(Een aantal gegevens)
▬▬▬▬▬▬
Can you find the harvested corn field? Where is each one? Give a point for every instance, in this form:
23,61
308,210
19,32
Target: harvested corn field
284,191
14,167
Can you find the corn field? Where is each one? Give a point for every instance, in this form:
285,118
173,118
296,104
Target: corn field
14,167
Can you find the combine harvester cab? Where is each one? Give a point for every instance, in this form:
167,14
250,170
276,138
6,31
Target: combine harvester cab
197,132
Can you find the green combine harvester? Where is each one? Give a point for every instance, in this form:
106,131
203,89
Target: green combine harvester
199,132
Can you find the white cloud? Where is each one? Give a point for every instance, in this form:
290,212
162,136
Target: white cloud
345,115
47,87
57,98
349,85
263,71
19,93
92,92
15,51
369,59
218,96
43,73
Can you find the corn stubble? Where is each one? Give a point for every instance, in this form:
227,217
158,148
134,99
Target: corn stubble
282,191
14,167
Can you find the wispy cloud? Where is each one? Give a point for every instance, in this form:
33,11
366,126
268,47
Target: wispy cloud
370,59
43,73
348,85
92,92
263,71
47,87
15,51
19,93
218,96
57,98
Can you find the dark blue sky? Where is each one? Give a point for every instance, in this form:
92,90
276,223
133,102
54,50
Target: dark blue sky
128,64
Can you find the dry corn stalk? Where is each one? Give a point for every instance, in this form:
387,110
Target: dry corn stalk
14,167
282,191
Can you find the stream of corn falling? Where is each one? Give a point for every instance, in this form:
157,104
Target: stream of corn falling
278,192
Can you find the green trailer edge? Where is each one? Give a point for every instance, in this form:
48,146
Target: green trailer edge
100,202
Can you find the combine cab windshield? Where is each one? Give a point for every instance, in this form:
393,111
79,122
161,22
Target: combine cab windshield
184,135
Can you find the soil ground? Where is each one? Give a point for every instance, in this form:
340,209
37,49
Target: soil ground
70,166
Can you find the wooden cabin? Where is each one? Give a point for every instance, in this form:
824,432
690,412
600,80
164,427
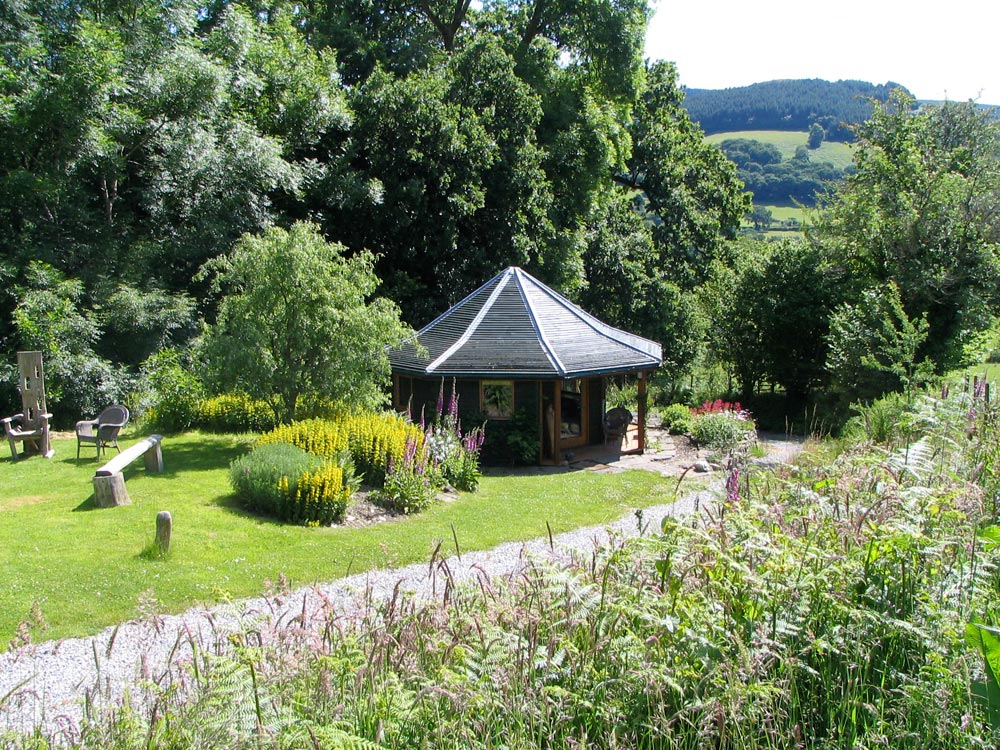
▬▬▬▬▬▬
* **SCHRIFTELIJKE OPDRACHT**:
Geef al het materiaal hierboven regel voor regel ongewijzigd weer. Laat de afbeeldingen daarbij weg.

* **OPLOSSING OPGAVE**:
Can you find the harvested corn field? Where is each one? Give a point for every instance, in this form:
23,61
308,210
19,32
Target: harvested corn field
284,191
14,167
Can you find the corn field? Where is each one? Give a point for every instance, in this form:
285,118
173,118
296,104
Target: corn field
14,167
Can you find the combine harvester cab? Where is each one? Give a point for every instance, in this form:
167,14
250,170
276,138
6,31
Target: combine harvester cab
197,132
Can you find the green combine harvester? Where is each one? Give a point for every instance, in this form:
106,131
203,89
Target: green combine harvester
199,132
Can you find the white cloud? Where is each one? Give a point for every instance, in this form:
290,212
162,136
Target: white cloud
345,115
47,87
57,98
349,85
263,71
19,93
92,92
15,51
369,59
218,96
43,73
Can you find the corn stubble? Where is each one? Give a point for every instance, in this form:
227,217
158,148
134,99
Target: corn stubble
282,191
14,167
Can you find the wispy cloud? Where is each one? Give a point for every instance, in this form:
33,11
366,126
268,47
Target: wispy cloud
370,59
43,73
348,85
92,92
263,71
47,87
15,51
19,93
218,96
57,98
Can you find the dark blue sky? Where is each one? Give a point for every instance, in this form:
92,90
276,223
133,102
54,50
Target: dark blue sky
128,64
Can you find the dry corn stalk? Where is each one? Give a point for every instance, in this form:
387,110
Target: dry corn stalk
14,167
282,191
Can you find the stream of corn falling? Where is each one? Give a point for every instance, in this form:
157,104
Target: stream of corn falling
278,192
Can you find the green trailer edge? Where is each one? Give a point for every instance, in this form:
48,146
Target: green trailer edge
100,202
Can you find the combine cab windshield? Where is each one? Give a point for every instance, in this form:
393,111
79,122
161,22
Target: combine cab windshield
184,135
Can you find the soil ground? Where is each one? Give a point for every instance, in this form:
340,209
37,49
Target: soil ground
70,166
Can you find the wooden cabin? Where is each one? Give a point for every instance, in this form:
824,432
690,412
600,80
164,427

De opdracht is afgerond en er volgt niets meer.